*Task instructions*. Reproduce every line of the material below, requests included, and offset each coordinate in the answers by adding 84 to it.

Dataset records
-*-

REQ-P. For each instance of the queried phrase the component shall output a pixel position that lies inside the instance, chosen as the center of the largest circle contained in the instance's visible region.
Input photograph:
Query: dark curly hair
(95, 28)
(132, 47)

-*-

*Problem solution*.
REQ-P. For each instance of the queried phrase the component shall output a pixel position that lies inside the instance, chosen as the center of the largest circle contained in the instance's visible region.
Input photograph:
Query: dark curly hair
(179, 112)
(216, 131)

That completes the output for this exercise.